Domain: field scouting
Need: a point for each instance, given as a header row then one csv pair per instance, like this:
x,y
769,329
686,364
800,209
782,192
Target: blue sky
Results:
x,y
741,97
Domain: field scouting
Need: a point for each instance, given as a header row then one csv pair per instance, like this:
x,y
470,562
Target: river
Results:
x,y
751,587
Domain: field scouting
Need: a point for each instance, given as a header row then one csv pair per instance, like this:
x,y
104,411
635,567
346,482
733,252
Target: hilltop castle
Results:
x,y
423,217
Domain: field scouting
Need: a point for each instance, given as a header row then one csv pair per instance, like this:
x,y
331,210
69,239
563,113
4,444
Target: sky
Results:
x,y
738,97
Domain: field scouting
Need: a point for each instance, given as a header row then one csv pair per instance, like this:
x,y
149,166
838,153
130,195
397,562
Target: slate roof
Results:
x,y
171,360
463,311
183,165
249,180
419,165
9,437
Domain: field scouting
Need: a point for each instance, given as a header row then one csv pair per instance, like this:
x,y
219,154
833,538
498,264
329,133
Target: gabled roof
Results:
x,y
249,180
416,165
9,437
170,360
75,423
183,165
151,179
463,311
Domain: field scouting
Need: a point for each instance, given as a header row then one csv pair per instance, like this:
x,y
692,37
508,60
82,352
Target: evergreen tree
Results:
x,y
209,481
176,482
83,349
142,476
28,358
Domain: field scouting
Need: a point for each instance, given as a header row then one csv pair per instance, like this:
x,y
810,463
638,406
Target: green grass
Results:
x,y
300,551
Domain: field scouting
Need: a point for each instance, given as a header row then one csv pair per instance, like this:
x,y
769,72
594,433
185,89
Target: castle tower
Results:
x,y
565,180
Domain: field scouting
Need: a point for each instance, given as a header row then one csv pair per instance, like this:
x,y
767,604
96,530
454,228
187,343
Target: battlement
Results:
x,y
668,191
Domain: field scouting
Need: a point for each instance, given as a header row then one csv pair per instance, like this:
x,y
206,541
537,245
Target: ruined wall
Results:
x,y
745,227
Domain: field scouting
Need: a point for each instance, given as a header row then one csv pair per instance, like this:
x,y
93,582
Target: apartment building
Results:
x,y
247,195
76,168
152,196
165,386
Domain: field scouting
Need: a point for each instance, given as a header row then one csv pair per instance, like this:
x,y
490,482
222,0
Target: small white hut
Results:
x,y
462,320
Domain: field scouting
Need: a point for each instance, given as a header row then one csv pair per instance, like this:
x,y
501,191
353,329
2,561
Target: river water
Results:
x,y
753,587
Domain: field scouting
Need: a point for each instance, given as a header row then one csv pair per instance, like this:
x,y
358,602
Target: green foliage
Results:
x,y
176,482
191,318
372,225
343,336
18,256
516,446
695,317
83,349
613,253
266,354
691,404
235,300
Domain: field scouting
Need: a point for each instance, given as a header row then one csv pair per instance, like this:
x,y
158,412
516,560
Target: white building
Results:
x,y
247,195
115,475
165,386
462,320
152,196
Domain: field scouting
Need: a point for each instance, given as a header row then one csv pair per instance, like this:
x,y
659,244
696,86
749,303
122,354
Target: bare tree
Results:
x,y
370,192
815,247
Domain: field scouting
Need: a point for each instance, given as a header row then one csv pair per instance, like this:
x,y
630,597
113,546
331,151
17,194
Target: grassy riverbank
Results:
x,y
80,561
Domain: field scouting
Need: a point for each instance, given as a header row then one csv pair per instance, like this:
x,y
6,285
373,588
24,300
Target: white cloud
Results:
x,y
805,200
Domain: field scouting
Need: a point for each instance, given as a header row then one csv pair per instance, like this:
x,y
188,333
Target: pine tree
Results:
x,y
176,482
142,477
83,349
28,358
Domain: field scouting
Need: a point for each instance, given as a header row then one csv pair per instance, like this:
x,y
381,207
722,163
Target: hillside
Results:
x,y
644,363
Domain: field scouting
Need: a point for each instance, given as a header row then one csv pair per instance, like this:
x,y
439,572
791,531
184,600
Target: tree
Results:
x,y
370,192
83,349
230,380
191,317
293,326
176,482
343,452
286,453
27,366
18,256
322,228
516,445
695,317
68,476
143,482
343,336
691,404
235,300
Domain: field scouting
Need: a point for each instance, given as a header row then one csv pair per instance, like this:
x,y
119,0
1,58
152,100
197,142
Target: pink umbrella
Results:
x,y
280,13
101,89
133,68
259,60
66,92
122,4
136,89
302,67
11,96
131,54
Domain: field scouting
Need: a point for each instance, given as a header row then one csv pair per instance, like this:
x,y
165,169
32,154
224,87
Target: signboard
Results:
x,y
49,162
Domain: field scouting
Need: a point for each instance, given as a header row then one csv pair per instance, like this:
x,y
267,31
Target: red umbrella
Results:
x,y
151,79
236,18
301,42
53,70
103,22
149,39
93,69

**TASK ITEM:** Once you have counted the lines above that hold the word "white", report only that total.

**THE ANSWER:** 3